■ Source passage ■
Hiratsuka Unichi photo
Hiratsuka Un'ichi holding an impression of
"Stone Bridge over the C and O Canal,
Washington, D.C.," 1962

Hiratsuka Unichi signature

 

Hiratsuka Unichi signatureHiratsuka Un'ichi (平塚運一 1895-1997), one of the pre-eminent figures in the sôsaku hanga (creative prints: 創作版画) movement, was born in Matsue, Honshû. Hiratsuka's grandfather was an architect who designed houses and temples, and his father was a shrine carpenter, so Hiratsuka was introduced to wood-working and architecture while still a young boy. In 1913 he met the artist Ishii Hakutei (1882-1958), a western-style painter and printmaker who had published what is considered the first sôsaku hanga print (Yamamoto Kanae's "Fisherman") in the magazine Myôjô (Morning Star: 明星) in 1904. Ishii admired Hiratsuka's painting, and in 1915 the younger artist moved to Tokyo to continue his study with Ishii, who urged him to learn block carving and printing. He did so for about six months with Igami Bonkotsu (伊上凡骨 1875-1933), becoming the best-trained block carver in the sôsaku hanga movement. Hiratsuka exhibited his first prints in 1916 at an exhibition of the independent Nika-kai ("Second Division Society"), and by the 1920s his reputation in the world of printmaking was considerable.

■ Objective A ■
According to the passage on Hiratsuka Un'ichi, in what year did he move to Tokyo?
The records have nothing to do with the passage on Hiratsuka Un'ichi.

■ Raw data ■
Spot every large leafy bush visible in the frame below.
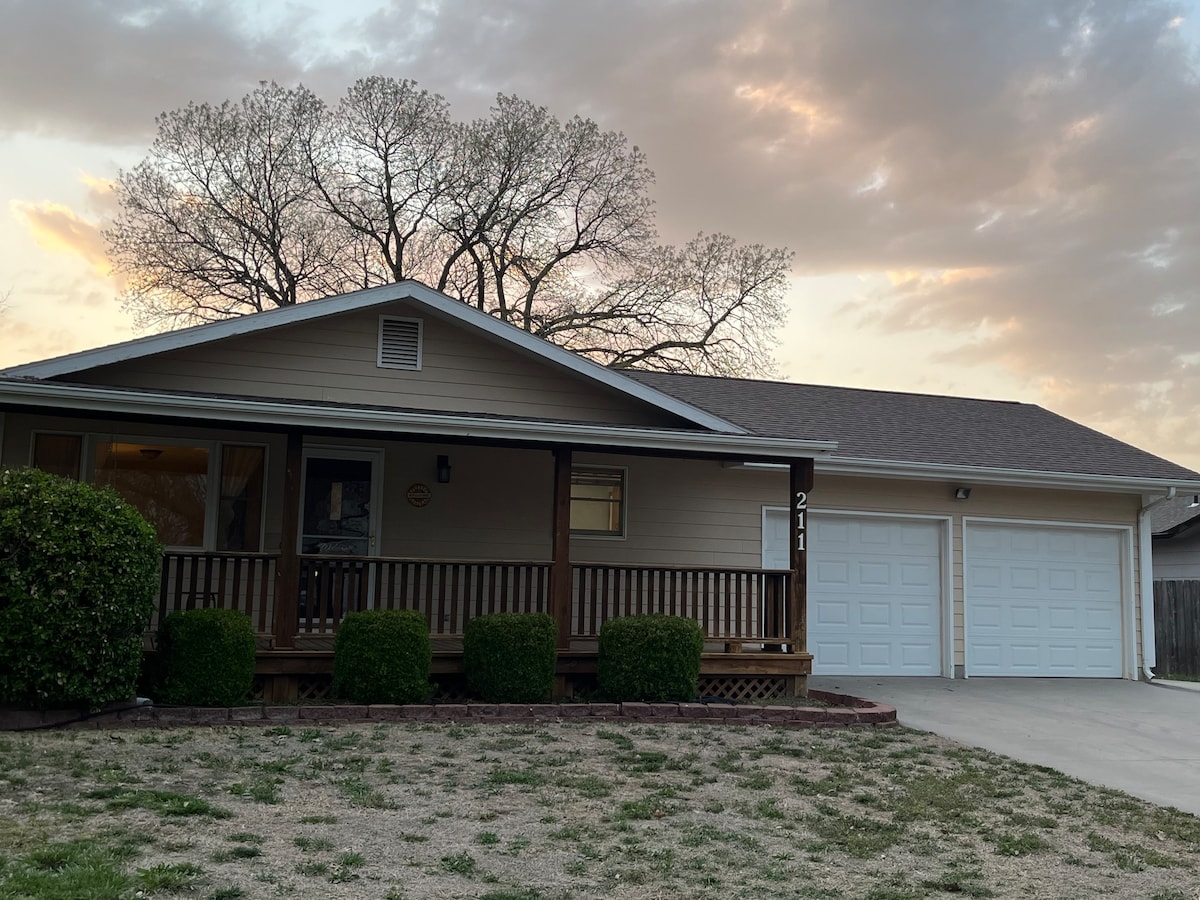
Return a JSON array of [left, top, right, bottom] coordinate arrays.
[[0, 469, 162, 708], [596, 616, 704, 701], [334, 610, 433, 703], [462, 612, 558, 703], [158, 610, 257, 707]]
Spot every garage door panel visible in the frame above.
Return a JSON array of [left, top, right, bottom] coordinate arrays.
[[763, 510, 942, 674], [964, 523, 1123, 677]]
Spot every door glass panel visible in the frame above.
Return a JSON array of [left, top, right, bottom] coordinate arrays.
[[300, 456, 371, 556]]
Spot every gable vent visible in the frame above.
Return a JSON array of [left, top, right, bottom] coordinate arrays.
[[378, 316, 421, 370]]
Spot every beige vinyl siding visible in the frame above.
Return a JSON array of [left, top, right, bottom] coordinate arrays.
[[72, 302, 684, 426], [1152, 529, 1200, 578]]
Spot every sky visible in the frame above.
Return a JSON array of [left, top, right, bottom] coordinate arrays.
[[0, 0, 1200, 469]]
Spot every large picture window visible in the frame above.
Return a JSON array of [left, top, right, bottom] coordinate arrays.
[[571, 467, 625, 538], [92, 440, 265, 552]]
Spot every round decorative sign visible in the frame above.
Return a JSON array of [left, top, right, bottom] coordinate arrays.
[[406, 481, 433, 506]]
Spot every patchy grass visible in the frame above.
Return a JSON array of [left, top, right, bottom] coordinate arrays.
[[0, 722, 1200, 900]]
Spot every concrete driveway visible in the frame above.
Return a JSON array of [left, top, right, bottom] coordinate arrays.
[[809, 676, 1200, 815]]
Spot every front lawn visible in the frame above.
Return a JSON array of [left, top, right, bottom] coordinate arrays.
[[0, 722, 1200, 900]]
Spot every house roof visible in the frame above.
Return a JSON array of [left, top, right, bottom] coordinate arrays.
[[0, 281, 744, 434], [1150, 493, 1200, 538], [629, 372, 1200, 484]]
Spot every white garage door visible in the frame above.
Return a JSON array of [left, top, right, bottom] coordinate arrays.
[[763, 510, 942, 676], [962, 523, 1122, 678]]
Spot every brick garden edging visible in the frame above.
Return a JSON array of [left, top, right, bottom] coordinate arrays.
[[0, 691, 896, 731]]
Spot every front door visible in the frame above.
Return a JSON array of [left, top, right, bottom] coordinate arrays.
[[298, 448, 382, 634]]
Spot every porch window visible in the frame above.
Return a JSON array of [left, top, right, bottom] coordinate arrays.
[[571, 467, 625, 538], [95, 440, 209, 547], [217, 444, 266, 553], [94, 440, 266, 552], [34, 433, 83, 481]]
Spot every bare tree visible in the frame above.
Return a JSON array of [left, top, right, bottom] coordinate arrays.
[[108, 77, 790, 373]]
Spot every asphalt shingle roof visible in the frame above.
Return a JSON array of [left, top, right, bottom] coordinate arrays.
[[626, 372, 1200, 481]]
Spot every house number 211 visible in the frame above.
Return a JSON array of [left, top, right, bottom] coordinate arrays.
[[796, 491, 809, 553]]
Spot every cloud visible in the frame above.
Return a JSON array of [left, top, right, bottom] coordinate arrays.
[[0, 0, 307, 144], [0, 0, 1200, 464], [12, 200, 112, 277]]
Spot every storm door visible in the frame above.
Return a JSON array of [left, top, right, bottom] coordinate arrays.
[[299, 448, 382, 634]]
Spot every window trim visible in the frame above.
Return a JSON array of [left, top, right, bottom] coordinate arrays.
[[568, 462, 629, 541], [84, 432, 271, 554]]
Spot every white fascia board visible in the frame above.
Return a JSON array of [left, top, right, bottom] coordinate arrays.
[[720, 456, 1200, 493], [0, 281, 748, 434], [0, 382, 838, 460]]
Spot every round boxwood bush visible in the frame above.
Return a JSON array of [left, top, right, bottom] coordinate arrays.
[[334, 610, 433, 703], [158, 610, 257, 707], [596, 616, 704, 701], [0, 468, 162, 709], [462, 612, 558, 703]]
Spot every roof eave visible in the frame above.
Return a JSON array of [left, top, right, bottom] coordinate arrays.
[[817, 456, 1200, 493], [0, 382, 836, 460], [0, 281, 748, 434]]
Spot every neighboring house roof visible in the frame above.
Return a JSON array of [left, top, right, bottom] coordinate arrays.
[[0, 281, 743, 434], [1150, 493, 1200, 538], [629, 372, 1200, 484]]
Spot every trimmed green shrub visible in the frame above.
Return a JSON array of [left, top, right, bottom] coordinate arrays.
[[0, 468, 162, 709], [598, 616, 704, 701], [334, 610, 433, 703], [462, 612, 558, 703], [158, 610, 257, 707]]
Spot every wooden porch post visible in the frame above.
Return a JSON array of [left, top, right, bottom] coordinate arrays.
[[272, 428, 304, 648], [787, 460, 812, 695], [550, 446, 571, 650]]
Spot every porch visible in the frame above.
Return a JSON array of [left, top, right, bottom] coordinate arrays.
[[148, 551, 811, 701]]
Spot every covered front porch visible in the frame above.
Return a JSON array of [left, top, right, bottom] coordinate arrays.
[[148, 432, 812, 701]]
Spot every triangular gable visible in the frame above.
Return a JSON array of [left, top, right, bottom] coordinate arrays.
[[7, 281, 746, 434]]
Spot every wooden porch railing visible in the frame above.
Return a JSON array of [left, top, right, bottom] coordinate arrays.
[[150, 551, 278, 634], [151, 552, 788, 646], [300, 556, 550, 637], [571, 565, 788, 644]]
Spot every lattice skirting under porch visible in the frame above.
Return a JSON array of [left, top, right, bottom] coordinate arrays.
[[700, 676, 788, 703]]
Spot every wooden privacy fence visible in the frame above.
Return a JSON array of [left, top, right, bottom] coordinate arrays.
[[1154, 581, 1200, 677]]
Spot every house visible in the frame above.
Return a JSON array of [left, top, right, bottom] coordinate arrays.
[[0, 282, 1200, 698], [1151, 493, 1200, 581]]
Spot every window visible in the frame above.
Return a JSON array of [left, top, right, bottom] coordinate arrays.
[[571, 468, 625, 538], [34, 434, 83, 481], [92, 440, 265, 552]]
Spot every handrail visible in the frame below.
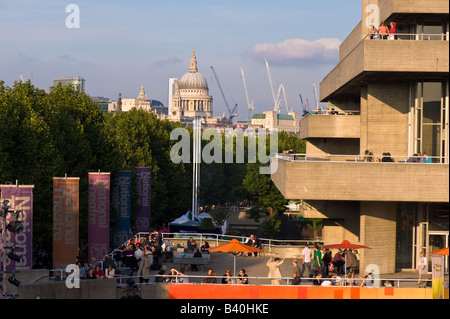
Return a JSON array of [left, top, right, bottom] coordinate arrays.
[[158, 233, 320, 253], [275, 154, 448, 165], [111, 274, 442, 288]]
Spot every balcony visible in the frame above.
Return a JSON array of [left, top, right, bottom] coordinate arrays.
[[272, 154, 449, 202], [300, 111, 361, 139], [320, 34, 449, 101]]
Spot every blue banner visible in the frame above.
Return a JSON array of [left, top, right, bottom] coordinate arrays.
[[111, 171, 131, 248]]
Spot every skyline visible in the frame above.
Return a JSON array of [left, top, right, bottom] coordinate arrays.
[[0, 0, 361, 120]]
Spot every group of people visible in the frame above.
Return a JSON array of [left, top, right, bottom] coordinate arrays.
[[407, 152, 433, 164], [364, 150, 395, 163], [364, 150, 433, 163], [369, 21, 397, 40], [291, 245, 359, 285], [75, 255, 115, 279]]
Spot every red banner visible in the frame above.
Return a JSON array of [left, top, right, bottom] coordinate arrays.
[[88, 173, 111, 259], [1, 185, 34, 271], [53, 177, 80, 269]]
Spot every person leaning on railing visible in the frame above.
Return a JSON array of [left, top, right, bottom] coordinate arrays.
[[378, 21, 389, 40]]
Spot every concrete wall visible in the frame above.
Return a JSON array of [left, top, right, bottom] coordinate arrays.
[[306, 138, 360, 161], [379, 0, 449, 20], [320, 40, 449, 101], [359, 202, 396, 273], [360, 83, 409, 156], [272, 160, 449, 202], [300, 115, 360, 139], [18, 279, 117, 299]]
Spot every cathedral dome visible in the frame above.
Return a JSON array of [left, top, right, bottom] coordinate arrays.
[[178, 50, 208, 90]]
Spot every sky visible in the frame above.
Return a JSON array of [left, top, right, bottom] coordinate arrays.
[[0, 0, 361, 120]]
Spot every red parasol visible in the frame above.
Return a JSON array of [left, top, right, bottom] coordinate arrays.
[[323, 240, 372, 276], [323, 240, 372, 249], [208, 239, 262, 275]]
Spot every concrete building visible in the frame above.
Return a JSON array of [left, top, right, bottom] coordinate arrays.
[[168, 49, 230, 127], [249, 111, 300, 134], [53, 76, 86, 92], [108, 84, 168, 117], [272, 0, 449, 273]]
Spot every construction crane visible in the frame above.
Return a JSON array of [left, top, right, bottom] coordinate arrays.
[[265, 59, 280, 113], [277, 84, 290, 112], [211, 67, 237, 122], [265, 59, 289, 113], [241, 67, 255, 125], [313, 84, 319, 112]]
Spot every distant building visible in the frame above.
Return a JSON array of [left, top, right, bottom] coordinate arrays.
[[91, 96, 111, 113], [272, 0, 450, 274], [53, 76, 86, 92], [108, 84, 168, 116], [249, 111, 300, 134], [168, 49, 230, 126]]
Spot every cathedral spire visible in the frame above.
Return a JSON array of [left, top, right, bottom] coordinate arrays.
[[189, 48, 198, 73]]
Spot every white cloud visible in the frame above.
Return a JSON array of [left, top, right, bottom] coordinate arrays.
[[250, 38, 341, 66], [154, 55, 183, 66]]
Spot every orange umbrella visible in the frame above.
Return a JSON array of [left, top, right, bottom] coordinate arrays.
[[208, 239, 262, 275], [323, 240, 372, 249], [430, 247, 448, 256]]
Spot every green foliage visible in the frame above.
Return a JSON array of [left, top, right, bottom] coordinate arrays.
[[0, 81, 305, 255], [199, 218, 215, 230]]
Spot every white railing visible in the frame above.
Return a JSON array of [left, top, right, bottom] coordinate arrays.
[[109, 274, 442, 288], [158, 233, 318, 253], [276, 154, 447, 164], [364, 33, 449, 41]]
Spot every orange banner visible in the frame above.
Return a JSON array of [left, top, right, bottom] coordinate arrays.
[[53, 177, 80, 269]]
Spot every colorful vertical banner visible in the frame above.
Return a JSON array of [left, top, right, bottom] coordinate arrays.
[[88, 173, 111, 259], [134, 167, 152, 233], [431, 255, 444, 299], [111, 171, 131, 248], [53, 177, 80, 269], [0, 185, 34, 271]]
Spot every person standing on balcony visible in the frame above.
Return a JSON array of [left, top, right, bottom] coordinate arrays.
[[266, 257, 284, 286], [417, 252, 428, 285], [378, 21, 389, 40], [389, 22, 397, 40], [302, 245, 312, 278], [369, 24, 379, 40], [423, 153, 433, 164]]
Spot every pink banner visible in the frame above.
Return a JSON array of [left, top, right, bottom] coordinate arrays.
[[1, 185, 34, 271], [134, 167, 152, 233], [53, 177, 80, 269], [88, 173, 111, 259]]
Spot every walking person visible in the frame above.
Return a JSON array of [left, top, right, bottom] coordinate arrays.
[[378, 21, 389, 40], [291, 259, 302, 285], [314, 245, 323, 273], [266, 257, 284, 286], [417, 252, 428, 285], [302, 244, 312, 278]]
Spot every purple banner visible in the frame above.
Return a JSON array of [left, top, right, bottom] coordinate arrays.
[[88, 173, 111, 259], [134, 167, 152, 233], [111, 171, 131, 248], [1, 185, 34, 271]]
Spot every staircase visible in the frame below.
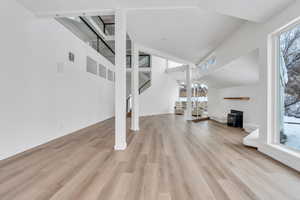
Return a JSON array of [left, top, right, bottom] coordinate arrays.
[[126, 71, 151, 117]]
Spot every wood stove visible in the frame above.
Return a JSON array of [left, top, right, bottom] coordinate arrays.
[[227, 110, 243, 128]]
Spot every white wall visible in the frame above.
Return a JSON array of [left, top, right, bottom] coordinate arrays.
[[208, 84, 259, 130], [140, 56, 179, 116], [0, 0, 114, 159], [212, 1, 300, 171]]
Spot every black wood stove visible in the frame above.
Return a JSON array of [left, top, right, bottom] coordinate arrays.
[[227, 110, 243, 128]]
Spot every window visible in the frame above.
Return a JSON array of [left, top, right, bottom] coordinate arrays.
[[168, 60, 183, 68], [275, 25, 300, 150]]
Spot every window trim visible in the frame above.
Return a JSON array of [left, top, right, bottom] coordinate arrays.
[[266, 17, 300, 152]]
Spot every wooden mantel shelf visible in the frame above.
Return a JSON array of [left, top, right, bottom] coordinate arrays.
[[224, 97, 250, 101]]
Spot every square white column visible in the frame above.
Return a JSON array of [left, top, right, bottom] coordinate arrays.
[[185, 65, 192, 120], [131, 42, 140, 131], [115, 9, 127, 150]]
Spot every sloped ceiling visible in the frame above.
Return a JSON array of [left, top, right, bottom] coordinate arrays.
[[201, 50, 259, 88], [17, 0, 294, 63]]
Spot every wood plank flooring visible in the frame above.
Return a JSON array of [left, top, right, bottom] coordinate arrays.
[[0, 115, 300, 200]]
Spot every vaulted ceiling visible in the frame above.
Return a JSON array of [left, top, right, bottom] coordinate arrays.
[[17, 0, 294, 63], [201, 49, 259, 88]]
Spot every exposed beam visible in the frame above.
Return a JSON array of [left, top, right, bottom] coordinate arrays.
[[35, 9, 115, 18]]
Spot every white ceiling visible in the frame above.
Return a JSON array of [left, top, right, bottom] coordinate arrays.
[[128, 8, 243, 63], [201, 50, 259, 88], [17, 0, 294, 62], [17, 0, 294, 22]]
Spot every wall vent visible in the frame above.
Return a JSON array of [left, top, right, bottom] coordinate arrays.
[[86, 57, 98, 75], [107, 69, 114, 81], [99, 64, 106, 79]]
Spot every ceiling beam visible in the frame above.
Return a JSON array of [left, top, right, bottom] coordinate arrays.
[[35, 9, 115, 18]]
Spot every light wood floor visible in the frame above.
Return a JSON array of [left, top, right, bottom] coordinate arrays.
[[0, 115, 300, 200]]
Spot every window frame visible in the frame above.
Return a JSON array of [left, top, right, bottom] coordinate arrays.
[[267, 17, 300, 152]]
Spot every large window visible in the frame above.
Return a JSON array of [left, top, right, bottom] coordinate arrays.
[[275, 22, 300, 150]]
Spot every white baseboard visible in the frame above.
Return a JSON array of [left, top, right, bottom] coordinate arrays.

■ Objective B ■
Show every line of the records that contains the string "house", matching case exactly.

■ Full answer A ■
1915

■ Full answer B ■
Spot every house roof visible in the frame above.
Spot every house number 211 visible in the frame above.
Spot every neighboring house roof visible in the frame above.
Spot every house visible in the frame above.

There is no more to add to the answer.